1.始めに

 一昨年、当愛知県立瑞陵高等学校内に於いて記念祭史上初めてといっても過言ではない程の事態が発生した。即ち、体育祭の中止である。しかし、その程度のことはいくらでもある。問題の事態が発生したのはその中止が発表されてからであった。一部の血気盛んな生徒を中心に程度の差はどうであれ生徒会執行部、記念祭準備委員会に対する暴動に近いものが発生した。体育祭再開の署名運動である。この行為は明らかに全校生徒の代表者の集まりであるはずの代議員会、記念祭準備委員会会議の決議を無視したものである。私は、この行動を一時は武力による強制排除、ないしは政治的制裁を考慮した。しかし、私自身にその様な権力もなければ技量もない。直ぐに考えを現実に戻し、如何に対処すべきかを考えた。まず、執行委員会を開き対応策を決める。その後、前例はないが生徒会会長の名に於いて代議員並びに記念祭準備委員を召集し、緊急で対策会議を開き、対応策について討議し、然るべき決断を下す。これをする為には生徒会そのものの基盤がしっかりと固められていなければならない。当然のことながら本校生徒会の基盤はそれほど強固なものではなく、むしろ脆弱と形容したほうが良いだろう。私はこの事態が発生した理由を私なりに考えた。結論は一つ。生徒そのものが生徒会首脳部の提示した原案の存在を無視しているからに他ならない。いや、代議員ですら定例議会を無用の長物と認識していることにあると思う。このような状態ではいつ教員側の介入が大きくなるか判らない。事実、私も今回の体育祭中止は教員側が決定したと思い込んでいた。確かに最終決定は教師にある。「亀の甲より年の功」である。しかし、原案を提示したのは我々である。私はこの事を再認識した時、自分自身に腹立たしく思えた。生徒会の長自らがこのような思い違いをするようでは改革も何もあったものではない。私はなぜ自分が記念祭のことについて知らないのかよくよく考えると必ずある一つの結論を得る。生徒会執行部と記念祭準備委員会との意志の疎遠である。今年は昨年よりも改善されたと思っていた。しかし、その見解は外れていた。

_元データ_

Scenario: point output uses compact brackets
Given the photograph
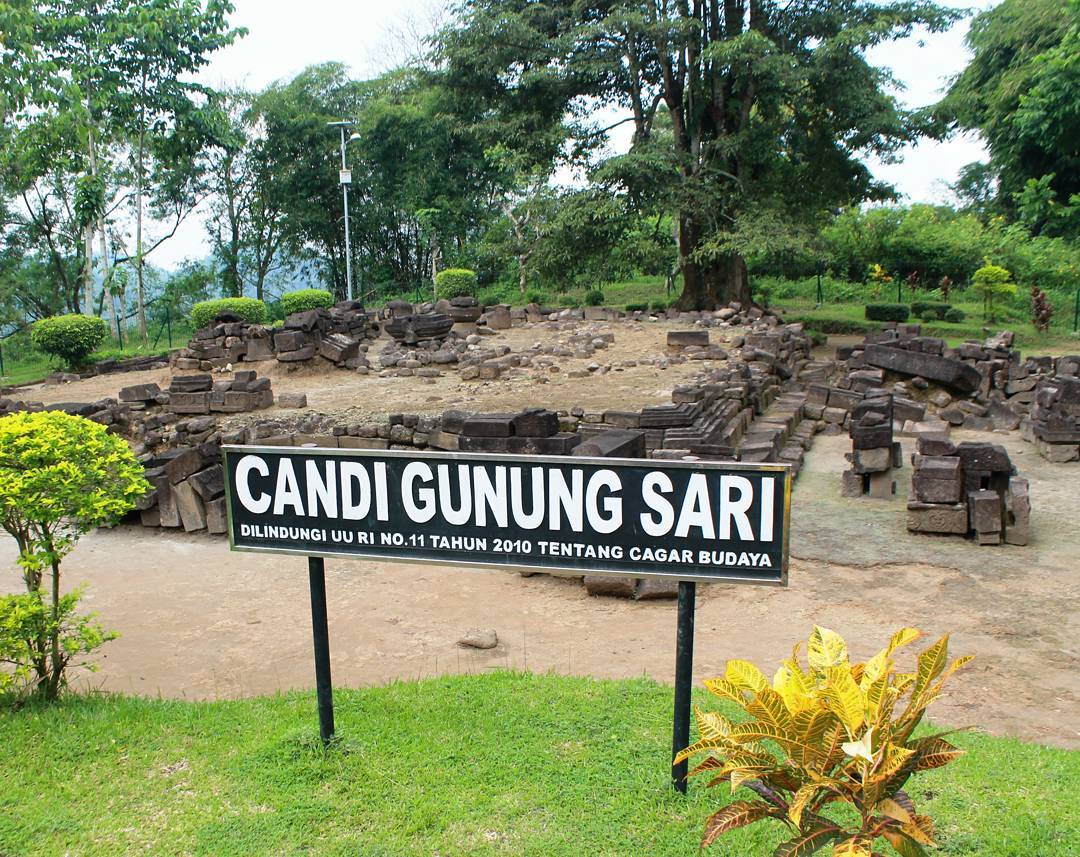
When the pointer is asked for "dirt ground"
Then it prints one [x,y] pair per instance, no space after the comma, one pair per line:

_作業内容_
A – 提示文によると、中止の発表後に一部の生徒が中心となって始めた署名運動は何を求めるものだったか。
B – 提示文の「一昨年、当愛知県立瑞陵高等学」から「かし、その見解は外れていた。」までを、「体育祭」を「運動会」に置き換えて書き直してください。
C – 生徒会と記念祭を扱った提示文を、最後の文の後から書き継いでください。

_作業結果_
A – 体育祭の再開を求める署名運動だった。

B –
一昨年、当愛知県立瑞陵高等学校内に於いて記念祭史上初めてといっても過言ではない程の事態が発生した。即ち、運動会の中止である。しかし、その程度のことはいくらでもある。問題の事態が発生したのはその中止が発表されてからであった。一部の血気盛んな生徒を中心に程度の差はどうであれ生徒会執行部、記念祭準備委員会に対する暴動に近いものが発生した。運動会再開の署名運動である。この行為は明らかに全校生徒の代表者の集まりであるはずの代議員会、記念祭準備委員会会議の決議を無視したものである。私は、この行動を一時は武力による強制排除、ないしは政治的制裁を考慮した。しかし、私自身にその様な権力もなければ技量もない。直ぐに考えを現実に戻し、如何に対処すべきかを考えた。まず、執行委員会を開き対応策を決める。その後、前例はないが生徒会会長の名に於いて代議員並びに記念祭準備委員を召集し、緊急で対策会議を開き、対応策について討議し、然るべき決断を下す。これをする為には生徒会そのものの基盤がしっかりと固められていなければならない。当然のことながら本校生徒会の基盤はそれほど強固なものではなく、むしろ脆弱と形容したほうが良いだろう。私はこの事態が発生した理由を私なりに考えた。結論は一つ。生徒そのものが生徒会首脳部の提示した原案の存在を無視しているからに他ならない。いや、代議員ですら定例議会を無用の長物と認識していることにあると思う。このような状態ではいつ教員側の介入が大きくなるか判らない。事実、私も今回の運動会中止は教員側が決定したと思い込んでいた。確かに最終決定は教師にある。「亀の甲より年の功」である。しかし、原案を提示したのは我々である。私はこの事を再認識した時、自分自身に腹立たしく思えた。生徒会の長自らがこのような思い違いをするようでは改革も何もあったものではない。私はなぜ自分が記念祭のことについて知らないのかよくよく考えると必ずある一つの結論を得る。生徒会執行部と記念祭準備委員会との意志の疎遠である。今年は昨年よりも改善されたと思っていた。しかし、その見解は外れていた。

C –
私は結局、無能な生徒会会長として生徒会の表舞台から姿を消すのだろうか。そんなことは私のプライドが許さなかった。クラスを切り捨て、部活を犠牲にしてまで骨身を削った生徒会活動をその様な無様な形で終る訳にはいかない。「瑞陵にこの人あり」とまで言われずとも、せめて「昔、生徒会の為に全身全霊、粉骨砕身の覚悟で働いた生徒会会長がいた」と語り継がれるような終わり方をしたい。そのためにも今、私ができる最大の事は生徒会改革以外に何があろうや。私はこの改革案に生徒会生命の総てをつぎ込んだつもりである。仮にこの案が執行委員会や代議員議会で可決されずとも、この改編案が代々生徒会会長の元に受け継がれ、然るべき時にこの改編案に修正を加え、再度日の目を見る日が来ることを願うだけである。その時は弱輩ながら多少の助言はさせて頂こう。

総ては瑞陵高等学校生徒会の栄の為に。

2.概要説明

 本改編案の概要を説明させて頂く。基本は以下の六つを柱とする。詳細は別途作成する。

 @ 執行委員会の強化
 まず、生徒会の最高決定機関が執行委員会であると思う。この委員会が開かれなければ代議員会は開かれない。今、執行委員会は形だけしか存在しない。執行委員会がしっかりとしたものならばまずその生徒会は機能する。そこで、私は執行委員会に対する執行委員会基本法(仮)を提示する。この基本法は執行委員会の機能、性質、その議決の効力、構成員を定め、明記し、構成員に対し、自覚を持たせることを主柱とする。この基本法が可決されるならばそれは全校生徒が執行委員会の効力を認めたことになるはずである。

 A 記念祭準備委員会、瑞窓委員会の生徒会組織としての再認識
 この両委員会は言うまでもなく生徒会の一委員会である。この両委員会が現在では独立した機関として活動している。現在の執行部には両委員会からの情報はほとんど入ってこない。仮に何か間違いが起きたとしても責任は執行部が執らなければならない。そこで、彼等が今何をしているのかを把握し、指揮する為に私は両委員会委員長の執行委員会への参加を強制させ、報告義務を負わせるべきであると思う。このことは各常任委員会にも言えることで、各々が協力し合いつつも抑制しあうべきだと思う。これにより強固な基盤がほぼその姿を表すであろう。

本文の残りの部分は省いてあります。